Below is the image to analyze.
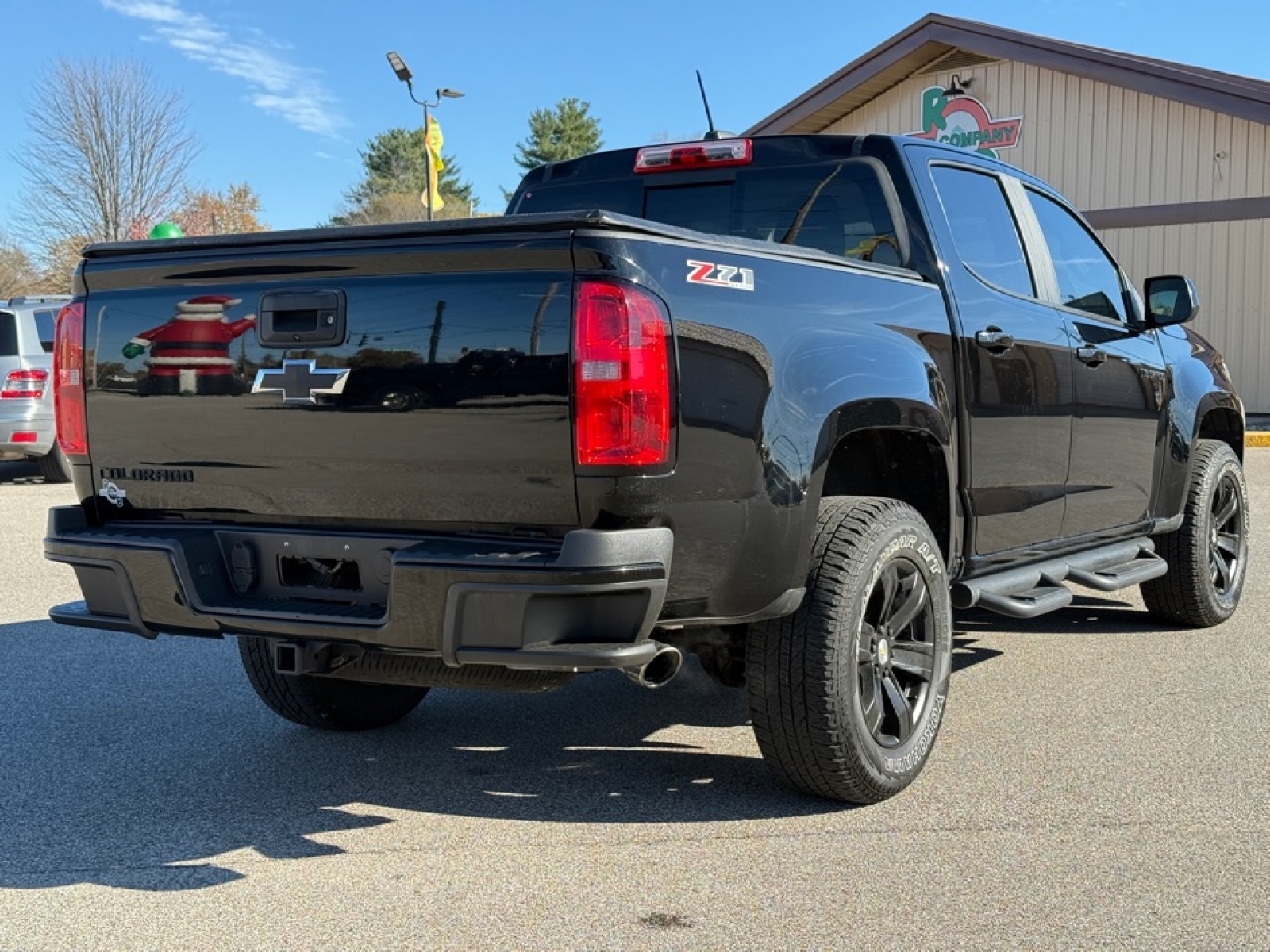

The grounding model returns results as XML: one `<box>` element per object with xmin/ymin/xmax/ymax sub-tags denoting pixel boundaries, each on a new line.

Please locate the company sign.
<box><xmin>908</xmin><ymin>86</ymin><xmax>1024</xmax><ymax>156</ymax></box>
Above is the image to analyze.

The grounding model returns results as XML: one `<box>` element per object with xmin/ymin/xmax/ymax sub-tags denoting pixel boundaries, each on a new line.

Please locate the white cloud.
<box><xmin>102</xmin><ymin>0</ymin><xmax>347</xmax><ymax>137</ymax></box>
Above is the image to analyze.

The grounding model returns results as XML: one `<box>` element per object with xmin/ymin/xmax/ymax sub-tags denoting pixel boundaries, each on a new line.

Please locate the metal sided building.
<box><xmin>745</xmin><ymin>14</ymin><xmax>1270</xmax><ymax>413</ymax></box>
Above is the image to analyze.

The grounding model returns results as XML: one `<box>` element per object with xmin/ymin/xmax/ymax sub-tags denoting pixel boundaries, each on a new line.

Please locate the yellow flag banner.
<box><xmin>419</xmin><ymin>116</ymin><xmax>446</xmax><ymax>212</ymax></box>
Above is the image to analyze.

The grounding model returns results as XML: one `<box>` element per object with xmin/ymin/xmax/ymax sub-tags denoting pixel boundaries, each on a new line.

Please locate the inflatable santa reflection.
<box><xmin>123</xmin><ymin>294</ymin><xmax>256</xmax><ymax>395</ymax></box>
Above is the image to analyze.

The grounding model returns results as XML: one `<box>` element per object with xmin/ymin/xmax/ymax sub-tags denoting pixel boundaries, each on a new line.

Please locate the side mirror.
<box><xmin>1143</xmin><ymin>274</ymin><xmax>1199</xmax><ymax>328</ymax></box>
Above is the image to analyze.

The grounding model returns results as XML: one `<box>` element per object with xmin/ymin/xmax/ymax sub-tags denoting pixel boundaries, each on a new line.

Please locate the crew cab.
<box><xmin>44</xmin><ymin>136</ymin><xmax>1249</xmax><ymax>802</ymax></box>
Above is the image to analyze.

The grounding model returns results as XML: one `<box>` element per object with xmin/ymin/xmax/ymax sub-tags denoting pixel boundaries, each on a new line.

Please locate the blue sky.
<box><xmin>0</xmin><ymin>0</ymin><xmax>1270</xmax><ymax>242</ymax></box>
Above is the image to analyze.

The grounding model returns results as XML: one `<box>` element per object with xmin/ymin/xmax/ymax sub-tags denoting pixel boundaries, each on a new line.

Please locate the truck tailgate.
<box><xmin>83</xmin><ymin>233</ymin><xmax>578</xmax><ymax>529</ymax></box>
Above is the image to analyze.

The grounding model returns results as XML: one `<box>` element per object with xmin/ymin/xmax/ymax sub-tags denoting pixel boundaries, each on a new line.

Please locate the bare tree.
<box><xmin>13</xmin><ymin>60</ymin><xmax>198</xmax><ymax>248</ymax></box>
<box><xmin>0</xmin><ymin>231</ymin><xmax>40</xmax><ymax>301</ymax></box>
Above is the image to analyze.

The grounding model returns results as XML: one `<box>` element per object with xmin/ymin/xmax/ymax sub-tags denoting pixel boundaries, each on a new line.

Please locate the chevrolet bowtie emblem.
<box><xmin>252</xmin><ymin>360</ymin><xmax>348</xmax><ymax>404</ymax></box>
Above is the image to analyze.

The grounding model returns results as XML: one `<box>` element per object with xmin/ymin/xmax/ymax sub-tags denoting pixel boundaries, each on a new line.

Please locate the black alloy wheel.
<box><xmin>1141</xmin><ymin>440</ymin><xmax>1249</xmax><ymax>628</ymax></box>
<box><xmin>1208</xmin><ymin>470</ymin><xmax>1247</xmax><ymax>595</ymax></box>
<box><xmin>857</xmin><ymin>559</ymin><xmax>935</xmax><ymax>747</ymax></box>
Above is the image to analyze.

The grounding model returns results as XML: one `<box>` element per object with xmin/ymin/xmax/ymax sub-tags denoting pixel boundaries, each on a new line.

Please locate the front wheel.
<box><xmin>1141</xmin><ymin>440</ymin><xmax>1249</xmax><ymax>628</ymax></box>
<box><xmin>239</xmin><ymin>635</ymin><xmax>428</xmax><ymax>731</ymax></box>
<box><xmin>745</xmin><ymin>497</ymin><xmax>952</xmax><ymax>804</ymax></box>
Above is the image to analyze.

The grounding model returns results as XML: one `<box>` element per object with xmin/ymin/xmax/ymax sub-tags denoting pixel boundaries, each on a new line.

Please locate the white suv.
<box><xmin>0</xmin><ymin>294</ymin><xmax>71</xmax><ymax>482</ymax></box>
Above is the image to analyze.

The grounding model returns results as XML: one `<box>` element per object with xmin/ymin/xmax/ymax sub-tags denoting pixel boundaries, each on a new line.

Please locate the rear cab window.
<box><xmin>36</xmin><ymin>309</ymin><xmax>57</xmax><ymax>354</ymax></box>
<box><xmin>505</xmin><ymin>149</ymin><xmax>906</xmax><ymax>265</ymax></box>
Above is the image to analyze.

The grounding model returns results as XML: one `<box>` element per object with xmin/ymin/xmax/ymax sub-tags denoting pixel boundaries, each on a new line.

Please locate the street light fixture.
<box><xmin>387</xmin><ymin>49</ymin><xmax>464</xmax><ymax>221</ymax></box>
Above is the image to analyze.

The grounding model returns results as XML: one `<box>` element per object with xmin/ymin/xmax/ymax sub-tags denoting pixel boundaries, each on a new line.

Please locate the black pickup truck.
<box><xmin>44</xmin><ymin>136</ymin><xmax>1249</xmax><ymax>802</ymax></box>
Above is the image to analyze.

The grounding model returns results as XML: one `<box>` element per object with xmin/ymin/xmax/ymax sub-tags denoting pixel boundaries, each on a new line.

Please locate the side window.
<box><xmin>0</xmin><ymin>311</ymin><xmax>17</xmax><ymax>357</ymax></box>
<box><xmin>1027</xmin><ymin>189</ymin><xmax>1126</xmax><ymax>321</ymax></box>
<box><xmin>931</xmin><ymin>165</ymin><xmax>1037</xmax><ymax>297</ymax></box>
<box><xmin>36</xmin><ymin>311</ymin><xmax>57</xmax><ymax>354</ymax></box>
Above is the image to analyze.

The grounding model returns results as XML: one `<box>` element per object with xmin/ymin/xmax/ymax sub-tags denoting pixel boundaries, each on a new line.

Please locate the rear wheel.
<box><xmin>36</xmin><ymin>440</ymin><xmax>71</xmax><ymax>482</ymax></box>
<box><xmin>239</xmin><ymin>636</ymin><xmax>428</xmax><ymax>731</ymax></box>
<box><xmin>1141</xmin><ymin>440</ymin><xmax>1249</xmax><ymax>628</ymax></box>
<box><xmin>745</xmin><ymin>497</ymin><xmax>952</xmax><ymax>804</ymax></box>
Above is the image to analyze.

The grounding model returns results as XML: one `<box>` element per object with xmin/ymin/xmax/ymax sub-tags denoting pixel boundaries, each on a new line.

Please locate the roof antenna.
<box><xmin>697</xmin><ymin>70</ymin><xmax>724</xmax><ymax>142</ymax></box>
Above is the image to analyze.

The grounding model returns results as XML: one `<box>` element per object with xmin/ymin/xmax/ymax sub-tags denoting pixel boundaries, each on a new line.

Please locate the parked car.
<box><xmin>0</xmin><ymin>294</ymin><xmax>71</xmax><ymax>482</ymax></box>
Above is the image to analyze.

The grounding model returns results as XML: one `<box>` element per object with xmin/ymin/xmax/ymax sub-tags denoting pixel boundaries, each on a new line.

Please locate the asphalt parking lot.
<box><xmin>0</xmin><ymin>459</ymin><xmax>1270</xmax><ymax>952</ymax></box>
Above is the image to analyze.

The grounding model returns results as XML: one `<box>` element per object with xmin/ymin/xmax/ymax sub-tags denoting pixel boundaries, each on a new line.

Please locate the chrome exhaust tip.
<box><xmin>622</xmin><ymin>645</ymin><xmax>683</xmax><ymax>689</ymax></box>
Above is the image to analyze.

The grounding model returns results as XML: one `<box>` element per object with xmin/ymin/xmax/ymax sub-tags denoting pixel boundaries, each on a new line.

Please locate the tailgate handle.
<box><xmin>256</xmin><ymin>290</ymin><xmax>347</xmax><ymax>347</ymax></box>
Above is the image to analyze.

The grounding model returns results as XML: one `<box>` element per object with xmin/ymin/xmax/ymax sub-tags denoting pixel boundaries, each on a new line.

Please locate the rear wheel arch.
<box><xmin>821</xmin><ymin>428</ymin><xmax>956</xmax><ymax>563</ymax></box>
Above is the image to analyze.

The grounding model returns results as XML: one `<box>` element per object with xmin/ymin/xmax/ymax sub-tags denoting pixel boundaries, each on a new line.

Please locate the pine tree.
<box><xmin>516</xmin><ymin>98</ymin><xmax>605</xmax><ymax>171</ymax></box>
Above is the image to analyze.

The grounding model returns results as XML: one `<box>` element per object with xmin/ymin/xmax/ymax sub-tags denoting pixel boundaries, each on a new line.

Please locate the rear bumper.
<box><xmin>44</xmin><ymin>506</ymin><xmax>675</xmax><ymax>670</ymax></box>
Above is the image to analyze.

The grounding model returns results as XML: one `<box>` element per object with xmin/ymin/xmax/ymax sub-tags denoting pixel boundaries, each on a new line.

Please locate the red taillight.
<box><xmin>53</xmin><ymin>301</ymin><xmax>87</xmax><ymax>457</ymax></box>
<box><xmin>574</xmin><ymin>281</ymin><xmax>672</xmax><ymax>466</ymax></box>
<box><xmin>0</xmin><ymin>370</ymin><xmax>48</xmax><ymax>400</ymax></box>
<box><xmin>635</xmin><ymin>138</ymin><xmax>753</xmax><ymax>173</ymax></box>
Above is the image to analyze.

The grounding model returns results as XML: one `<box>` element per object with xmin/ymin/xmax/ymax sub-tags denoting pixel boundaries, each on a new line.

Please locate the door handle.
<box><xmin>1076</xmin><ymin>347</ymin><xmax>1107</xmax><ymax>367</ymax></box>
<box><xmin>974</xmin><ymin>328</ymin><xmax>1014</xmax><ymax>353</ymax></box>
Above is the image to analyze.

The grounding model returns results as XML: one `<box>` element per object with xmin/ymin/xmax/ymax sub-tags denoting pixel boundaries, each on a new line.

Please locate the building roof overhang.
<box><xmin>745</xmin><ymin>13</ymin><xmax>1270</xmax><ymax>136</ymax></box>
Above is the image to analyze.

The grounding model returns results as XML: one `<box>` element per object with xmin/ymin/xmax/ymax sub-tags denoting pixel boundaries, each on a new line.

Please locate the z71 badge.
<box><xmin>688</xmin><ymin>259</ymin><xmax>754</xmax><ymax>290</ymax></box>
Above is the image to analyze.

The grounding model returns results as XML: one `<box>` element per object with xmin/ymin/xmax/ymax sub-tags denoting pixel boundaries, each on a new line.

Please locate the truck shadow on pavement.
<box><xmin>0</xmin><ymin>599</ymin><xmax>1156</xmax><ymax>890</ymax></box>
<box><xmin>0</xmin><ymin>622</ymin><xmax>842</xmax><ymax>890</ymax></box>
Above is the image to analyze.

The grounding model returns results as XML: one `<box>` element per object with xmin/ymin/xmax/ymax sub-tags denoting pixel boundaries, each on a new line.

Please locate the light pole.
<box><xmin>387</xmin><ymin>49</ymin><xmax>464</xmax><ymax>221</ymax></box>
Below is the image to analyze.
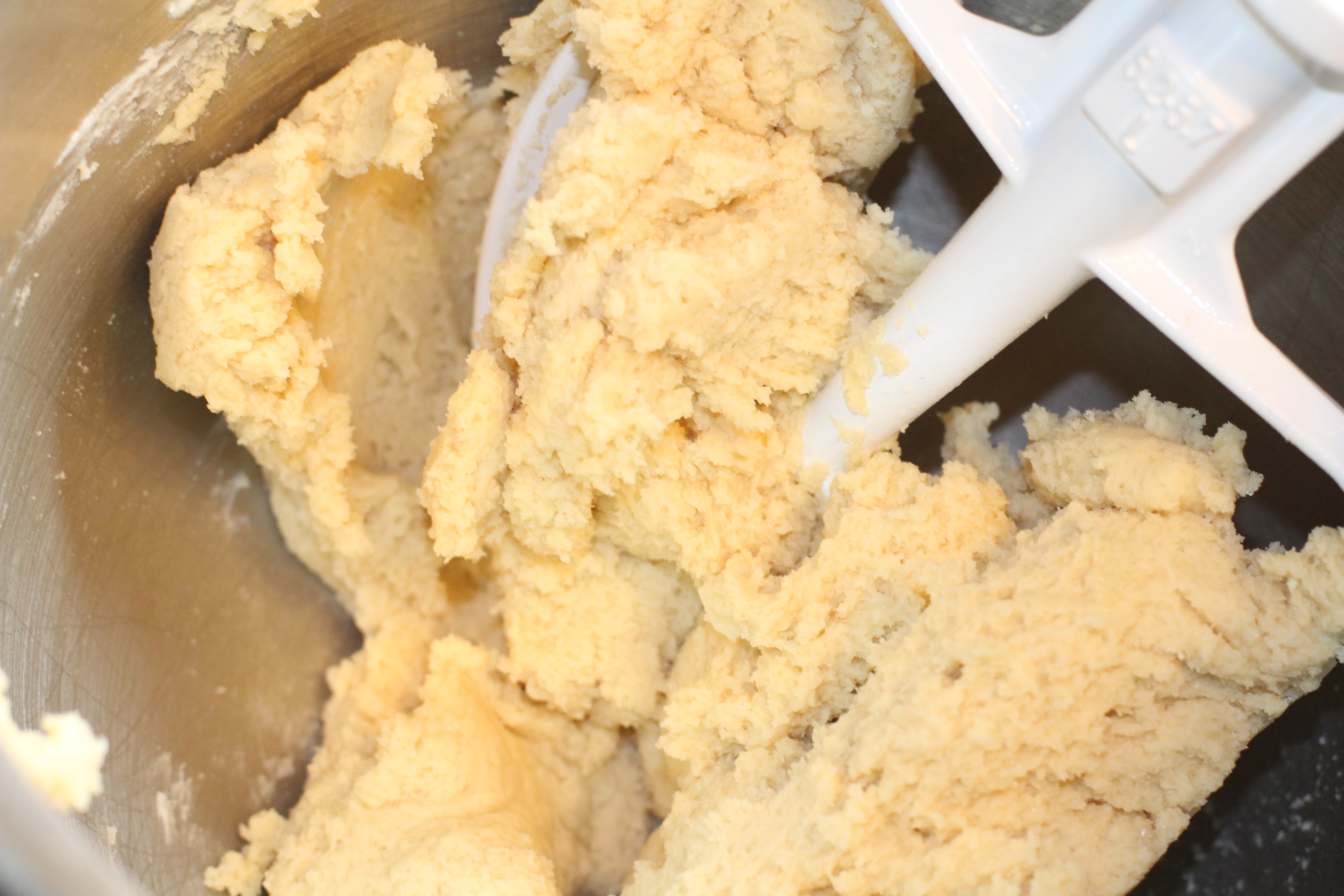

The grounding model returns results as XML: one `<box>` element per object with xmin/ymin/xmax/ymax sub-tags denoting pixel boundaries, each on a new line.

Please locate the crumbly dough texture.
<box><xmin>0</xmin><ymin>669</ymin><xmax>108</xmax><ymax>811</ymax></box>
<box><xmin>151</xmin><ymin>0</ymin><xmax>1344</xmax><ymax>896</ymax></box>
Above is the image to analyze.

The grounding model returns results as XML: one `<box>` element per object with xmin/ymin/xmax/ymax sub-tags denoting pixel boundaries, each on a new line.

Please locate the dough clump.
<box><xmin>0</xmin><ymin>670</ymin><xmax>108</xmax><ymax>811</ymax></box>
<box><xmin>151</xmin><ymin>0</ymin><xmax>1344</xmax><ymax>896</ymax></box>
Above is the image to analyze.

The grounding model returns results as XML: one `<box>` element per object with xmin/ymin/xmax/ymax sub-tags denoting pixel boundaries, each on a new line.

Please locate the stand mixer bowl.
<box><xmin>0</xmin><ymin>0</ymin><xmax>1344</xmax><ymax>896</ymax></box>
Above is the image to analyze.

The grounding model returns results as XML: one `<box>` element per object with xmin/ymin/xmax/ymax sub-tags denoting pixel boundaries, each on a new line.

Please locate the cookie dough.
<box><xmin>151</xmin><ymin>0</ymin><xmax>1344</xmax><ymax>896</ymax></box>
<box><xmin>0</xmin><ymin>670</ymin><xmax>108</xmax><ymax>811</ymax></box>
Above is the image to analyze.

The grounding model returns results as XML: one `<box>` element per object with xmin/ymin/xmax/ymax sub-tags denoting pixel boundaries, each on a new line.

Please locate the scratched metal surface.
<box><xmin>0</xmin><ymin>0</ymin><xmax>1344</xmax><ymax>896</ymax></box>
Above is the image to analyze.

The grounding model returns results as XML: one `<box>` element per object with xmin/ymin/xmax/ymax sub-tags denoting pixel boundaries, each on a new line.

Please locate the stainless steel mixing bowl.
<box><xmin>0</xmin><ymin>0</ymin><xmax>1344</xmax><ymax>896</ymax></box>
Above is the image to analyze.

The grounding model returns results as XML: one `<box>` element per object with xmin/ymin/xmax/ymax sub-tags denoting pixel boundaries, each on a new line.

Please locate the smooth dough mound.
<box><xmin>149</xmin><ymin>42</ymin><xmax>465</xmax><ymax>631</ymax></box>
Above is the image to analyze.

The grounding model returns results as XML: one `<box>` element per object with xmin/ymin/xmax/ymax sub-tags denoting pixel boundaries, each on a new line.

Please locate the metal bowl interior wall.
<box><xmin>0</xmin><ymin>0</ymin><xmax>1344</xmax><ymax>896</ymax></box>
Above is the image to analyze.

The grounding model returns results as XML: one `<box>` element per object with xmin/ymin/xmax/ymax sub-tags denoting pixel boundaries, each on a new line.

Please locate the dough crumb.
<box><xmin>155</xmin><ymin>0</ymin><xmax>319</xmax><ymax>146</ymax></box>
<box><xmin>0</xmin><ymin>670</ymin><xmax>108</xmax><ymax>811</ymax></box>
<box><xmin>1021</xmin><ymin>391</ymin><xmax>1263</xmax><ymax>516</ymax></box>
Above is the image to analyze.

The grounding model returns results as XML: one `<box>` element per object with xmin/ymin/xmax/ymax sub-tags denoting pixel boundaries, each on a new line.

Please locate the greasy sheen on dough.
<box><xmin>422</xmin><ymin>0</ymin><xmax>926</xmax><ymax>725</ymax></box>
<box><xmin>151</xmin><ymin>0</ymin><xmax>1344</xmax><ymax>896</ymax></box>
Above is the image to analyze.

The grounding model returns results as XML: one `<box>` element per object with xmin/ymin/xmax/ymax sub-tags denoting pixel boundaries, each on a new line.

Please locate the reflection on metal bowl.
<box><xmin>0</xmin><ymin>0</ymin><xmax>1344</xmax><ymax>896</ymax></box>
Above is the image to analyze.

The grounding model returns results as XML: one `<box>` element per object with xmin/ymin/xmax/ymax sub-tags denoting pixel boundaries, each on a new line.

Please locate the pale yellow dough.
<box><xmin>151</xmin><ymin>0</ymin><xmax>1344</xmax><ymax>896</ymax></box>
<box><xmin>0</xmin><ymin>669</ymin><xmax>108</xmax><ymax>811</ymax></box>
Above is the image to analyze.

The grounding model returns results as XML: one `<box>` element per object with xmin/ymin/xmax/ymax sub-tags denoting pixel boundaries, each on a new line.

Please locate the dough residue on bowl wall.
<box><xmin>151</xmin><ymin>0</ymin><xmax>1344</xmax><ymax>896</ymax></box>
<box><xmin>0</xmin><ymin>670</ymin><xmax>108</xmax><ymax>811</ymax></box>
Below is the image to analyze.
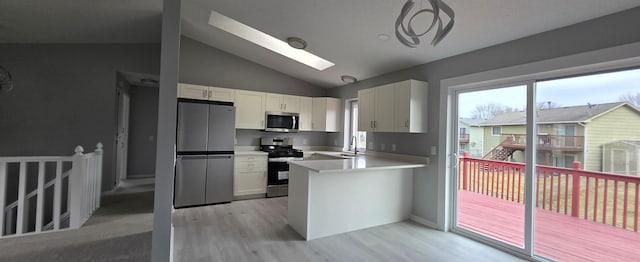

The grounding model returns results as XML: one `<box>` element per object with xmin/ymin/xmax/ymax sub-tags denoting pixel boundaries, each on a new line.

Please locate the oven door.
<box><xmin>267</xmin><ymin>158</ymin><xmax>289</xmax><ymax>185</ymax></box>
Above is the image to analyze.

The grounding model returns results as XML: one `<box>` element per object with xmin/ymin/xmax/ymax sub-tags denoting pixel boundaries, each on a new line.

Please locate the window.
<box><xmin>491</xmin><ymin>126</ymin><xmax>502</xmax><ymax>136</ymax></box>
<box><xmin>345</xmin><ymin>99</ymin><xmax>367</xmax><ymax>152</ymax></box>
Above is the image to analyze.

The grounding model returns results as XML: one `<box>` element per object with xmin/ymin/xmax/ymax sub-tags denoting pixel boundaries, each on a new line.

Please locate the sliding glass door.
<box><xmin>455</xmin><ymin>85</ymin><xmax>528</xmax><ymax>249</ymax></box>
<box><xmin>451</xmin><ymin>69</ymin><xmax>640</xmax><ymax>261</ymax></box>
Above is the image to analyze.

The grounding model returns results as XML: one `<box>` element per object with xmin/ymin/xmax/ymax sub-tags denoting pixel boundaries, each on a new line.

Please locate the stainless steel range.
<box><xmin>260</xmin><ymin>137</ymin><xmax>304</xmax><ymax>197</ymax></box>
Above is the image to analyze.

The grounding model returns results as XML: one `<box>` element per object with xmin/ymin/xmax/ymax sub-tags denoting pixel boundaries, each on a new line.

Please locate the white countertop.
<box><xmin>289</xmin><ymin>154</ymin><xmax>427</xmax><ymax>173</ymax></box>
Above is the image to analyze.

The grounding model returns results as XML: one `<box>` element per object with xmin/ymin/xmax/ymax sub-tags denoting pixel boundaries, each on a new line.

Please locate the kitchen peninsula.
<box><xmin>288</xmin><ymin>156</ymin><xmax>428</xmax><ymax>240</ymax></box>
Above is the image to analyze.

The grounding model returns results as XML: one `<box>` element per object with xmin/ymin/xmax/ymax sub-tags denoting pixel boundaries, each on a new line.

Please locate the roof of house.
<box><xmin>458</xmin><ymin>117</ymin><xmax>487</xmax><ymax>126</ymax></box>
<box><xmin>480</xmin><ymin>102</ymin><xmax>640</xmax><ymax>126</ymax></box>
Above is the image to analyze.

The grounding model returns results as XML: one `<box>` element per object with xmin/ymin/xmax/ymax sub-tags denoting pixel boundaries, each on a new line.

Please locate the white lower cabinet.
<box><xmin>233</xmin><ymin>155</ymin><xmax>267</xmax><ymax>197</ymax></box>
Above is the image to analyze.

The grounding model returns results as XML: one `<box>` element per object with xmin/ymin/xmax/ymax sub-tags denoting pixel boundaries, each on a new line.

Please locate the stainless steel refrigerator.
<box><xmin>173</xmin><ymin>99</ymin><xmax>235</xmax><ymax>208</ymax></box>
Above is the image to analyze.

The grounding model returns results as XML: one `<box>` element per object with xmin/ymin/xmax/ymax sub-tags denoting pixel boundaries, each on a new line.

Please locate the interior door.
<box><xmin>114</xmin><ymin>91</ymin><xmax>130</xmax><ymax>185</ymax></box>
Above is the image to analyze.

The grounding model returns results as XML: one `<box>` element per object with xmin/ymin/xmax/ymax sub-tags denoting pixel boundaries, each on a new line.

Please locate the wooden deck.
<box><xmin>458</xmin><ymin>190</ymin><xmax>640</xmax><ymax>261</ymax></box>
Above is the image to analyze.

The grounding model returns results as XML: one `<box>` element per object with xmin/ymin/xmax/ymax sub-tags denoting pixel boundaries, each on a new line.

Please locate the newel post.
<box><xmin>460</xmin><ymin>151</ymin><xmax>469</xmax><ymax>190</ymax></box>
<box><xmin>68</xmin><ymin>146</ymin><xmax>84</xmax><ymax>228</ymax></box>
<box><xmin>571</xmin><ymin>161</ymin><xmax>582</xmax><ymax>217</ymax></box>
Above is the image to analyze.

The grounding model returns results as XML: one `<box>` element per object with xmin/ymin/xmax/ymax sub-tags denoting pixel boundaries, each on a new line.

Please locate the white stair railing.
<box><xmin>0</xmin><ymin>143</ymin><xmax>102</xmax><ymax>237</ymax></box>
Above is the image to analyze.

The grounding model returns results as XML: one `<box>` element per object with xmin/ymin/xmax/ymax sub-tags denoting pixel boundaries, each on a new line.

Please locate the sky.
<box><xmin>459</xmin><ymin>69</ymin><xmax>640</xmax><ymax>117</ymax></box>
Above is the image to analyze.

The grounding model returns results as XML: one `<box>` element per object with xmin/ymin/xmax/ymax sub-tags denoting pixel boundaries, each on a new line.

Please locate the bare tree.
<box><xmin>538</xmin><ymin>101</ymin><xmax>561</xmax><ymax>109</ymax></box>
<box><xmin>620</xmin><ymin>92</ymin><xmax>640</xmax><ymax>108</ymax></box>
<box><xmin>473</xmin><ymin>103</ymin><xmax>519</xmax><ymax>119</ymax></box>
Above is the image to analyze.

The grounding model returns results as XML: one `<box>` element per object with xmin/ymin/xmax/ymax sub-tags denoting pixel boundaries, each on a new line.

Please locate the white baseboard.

> _AIM OF THE TASK_
Show each line of the records above that contains the word "wall", copied whole. Case counts.

> _THE RESULT_
Please locate the metal bowl interior wall.
Please locate the dough residue on bowl wall.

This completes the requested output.